**What the task requires:** Take the line containing "Target: snow slope" and every line after it in the data below, and print them exactly as given, with nothing else.

(Data excerpts)
"""
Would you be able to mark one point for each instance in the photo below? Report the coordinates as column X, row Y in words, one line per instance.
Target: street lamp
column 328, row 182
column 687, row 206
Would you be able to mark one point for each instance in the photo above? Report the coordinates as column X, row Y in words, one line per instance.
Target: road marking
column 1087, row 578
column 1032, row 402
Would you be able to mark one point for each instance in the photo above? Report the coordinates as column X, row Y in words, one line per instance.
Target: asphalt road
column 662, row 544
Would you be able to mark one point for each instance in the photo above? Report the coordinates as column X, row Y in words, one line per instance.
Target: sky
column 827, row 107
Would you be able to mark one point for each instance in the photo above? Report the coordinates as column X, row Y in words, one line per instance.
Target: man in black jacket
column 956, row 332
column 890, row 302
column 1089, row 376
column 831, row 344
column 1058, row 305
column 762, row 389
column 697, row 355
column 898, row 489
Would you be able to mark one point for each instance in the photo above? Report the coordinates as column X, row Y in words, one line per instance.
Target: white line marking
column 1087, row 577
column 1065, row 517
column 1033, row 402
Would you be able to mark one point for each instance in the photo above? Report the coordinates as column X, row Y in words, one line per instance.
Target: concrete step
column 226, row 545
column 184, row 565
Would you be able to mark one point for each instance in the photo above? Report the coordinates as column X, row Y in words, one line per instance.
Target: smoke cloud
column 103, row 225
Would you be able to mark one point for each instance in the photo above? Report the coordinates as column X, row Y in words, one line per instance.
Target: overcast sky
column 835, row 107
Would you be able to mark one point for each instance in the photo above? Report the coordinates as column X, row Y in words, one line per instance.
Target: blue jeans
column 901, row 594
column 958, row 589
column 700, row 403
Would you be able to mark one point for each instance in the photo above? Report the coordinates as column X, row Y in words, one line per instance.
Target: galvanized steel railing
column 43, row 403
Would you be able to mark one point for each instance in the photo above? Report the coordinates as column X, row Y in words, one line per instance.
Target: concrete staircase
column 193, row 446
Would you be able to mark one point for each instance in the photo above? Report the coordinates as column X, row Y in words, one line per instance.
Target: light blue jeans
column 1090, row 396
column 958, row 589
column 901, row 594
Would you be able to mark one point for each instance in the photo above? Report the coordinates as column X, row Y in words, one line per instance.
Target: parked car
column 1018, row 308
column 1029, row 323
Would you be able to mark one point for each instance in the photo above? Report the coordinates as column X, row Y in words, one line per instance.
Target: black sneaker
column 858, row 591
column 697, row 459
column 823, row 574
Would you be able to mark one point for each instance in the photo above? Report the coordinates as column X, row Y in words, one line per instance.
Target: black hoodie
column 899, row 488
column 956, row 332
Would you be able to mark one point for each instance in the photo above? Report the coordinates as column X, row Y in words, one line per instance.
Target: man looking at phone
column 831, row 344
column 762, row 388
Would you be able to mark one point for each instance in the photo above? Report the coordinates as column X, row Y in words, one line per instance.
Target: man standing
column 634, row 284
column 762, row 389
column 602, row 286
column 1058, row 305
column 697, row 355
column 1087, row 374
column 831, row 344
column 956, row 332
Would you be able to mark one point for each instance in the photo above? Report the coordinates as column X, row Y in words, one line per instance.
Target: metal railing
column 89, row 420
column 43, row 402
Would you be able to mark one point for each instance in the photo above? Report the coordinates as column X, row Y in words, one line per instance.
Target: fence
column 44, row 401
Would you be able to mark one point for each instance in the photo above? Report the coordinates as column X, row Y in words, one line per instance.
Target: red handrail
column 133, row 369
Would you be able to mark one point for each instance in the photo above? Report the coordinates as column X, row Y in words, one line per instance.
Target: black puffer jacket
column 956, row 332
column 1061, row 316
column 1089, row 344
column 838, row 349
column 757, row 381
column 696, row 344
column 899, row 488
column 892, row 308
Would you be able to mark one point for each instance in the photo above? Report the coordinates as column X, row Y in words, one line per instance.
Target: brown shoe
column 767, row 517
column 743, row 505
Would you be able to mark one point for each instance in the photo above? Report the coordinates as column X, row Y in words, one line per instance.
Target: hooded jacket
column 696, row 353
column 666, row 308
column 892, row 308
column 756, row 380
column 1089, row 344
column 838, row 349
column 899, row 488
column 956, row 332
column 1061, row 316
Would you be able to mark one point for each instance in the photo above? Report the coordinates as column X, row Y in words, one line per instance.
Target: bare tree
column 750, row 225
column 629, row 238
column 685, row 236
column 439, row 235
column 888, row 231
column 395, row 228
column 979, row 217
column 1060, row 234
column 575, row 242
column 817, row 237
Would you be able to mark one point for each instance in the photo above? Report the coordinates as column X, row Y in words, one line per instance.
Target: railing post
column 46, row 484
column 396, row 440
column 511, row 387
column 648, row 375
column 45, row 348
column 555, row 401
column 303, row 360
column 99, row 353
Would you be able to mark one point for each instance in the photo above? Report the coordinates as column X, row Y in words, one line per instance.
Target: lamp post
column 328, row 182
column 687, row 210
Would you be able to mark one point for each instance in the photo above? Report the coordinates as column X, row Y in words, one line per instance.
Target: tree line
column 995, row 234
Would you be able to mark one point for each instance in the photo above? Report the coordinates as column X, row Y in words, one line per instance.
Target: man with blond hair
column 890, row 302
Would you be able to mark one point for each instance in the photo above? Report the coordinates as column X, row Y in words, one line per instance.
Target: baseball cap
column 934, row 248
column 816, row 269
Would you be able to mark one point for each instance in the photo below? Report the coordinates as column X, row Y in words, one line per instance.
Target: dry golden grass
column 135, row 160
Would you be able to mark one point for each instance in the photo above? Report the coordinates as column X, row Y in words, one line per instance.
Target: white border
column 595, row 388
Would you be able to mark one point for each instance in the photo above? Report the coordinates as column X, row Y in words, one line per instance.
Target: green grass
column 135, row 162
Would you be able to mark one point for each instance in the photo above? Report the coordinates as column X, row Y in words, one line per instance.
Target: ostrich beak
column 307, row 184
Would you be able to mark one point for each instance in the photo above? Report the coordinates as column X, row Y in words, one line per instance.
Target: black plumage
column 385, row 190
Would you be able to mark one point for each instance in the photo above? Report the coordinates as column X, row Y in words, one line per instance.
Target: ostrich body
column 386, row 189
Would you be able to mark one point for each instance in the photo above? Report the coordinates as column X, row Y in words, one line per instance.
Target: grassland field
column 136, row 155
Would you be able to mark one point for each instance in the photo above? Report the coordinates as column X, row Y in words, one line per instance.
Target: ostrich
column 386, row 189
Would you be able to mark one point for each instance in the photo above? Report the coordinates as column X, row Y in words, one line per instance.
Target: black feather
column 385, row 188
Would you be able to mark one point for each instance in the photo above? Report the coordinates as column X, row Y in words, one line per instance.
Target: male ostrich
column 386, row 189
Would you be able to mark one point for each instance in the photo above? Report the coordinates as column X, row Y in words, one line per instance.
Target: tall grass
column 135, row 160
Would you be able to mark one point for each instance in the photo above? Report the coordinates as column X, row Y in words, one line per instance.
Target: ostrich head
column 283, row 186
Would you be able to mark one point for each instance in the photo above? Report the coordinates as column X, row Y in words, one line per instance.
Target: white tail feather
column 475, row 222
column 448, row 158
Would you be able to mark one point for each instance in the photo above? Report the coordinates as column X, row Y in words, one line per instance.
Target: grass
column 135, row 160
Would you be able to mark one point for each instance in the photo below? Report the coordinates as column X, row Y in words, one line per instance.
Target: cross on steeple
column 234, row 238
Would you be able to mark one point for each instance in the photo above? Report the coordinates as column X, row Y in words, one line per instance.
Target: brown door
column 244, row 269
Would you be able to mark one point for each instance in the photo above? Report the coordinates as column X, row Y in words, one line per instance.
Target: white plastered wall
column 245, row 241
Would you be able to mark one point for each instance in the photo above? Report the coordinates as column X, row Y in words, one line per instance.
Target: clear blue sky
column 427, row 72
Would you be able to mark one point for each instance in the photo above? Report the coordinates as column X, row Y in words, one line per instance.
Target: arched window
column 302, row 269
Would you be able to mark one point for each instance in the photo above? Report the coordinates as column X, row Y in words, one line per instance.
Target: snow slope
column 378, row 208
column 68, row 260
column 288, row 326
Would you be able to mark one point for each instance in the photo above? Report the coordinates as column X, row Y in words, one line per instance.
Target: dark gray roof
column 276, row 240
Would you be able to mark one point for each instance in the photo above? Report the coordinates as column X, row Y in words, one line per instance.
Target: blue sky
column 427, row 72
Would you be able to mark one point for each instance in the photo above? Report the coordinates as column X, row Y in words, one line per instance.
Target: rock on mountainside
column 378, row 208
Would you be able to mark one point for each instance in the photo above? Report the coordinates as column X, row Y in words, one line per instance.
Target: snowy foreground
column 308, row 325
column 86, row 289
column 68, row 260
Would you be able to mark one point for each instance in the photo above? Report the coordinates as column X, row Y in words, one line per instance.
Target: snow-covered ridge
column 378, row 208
"""
**Completed exercise:**
Target: snow slope
column 378, row 208
column 68, row 260
column 288, row 326
Would you be able to mark one point for each instance in the photo above? Report the coordinates as column X, row Y in words, one line per instance.
Target: dark gray roof
column 276, row 240
Would you be able to mark one point for each instance in the photo above? Report the coordinates as column X, row Y in words, one line per instance.
Target: blue sky
column 427, row 72
Would you be able to mark one point for each instance in the photo above? Report the coordinates as column X, row Y in words, one line per instance.
Target: rock on mountainside
column 378, row 208
Would you be able to mark one point for each instance in the photo above? Report the coordinates as column X, row Y in words, one line per instance.
Target: snowy foreground
column 308, row 325
column 86, row 289
column 68, row 260
Would you be able to mark one point for each instance in the photo above? Report the coordinates as column X, row Y in words, one line per instance.
Target: snow-covered ridge
column 378, row 208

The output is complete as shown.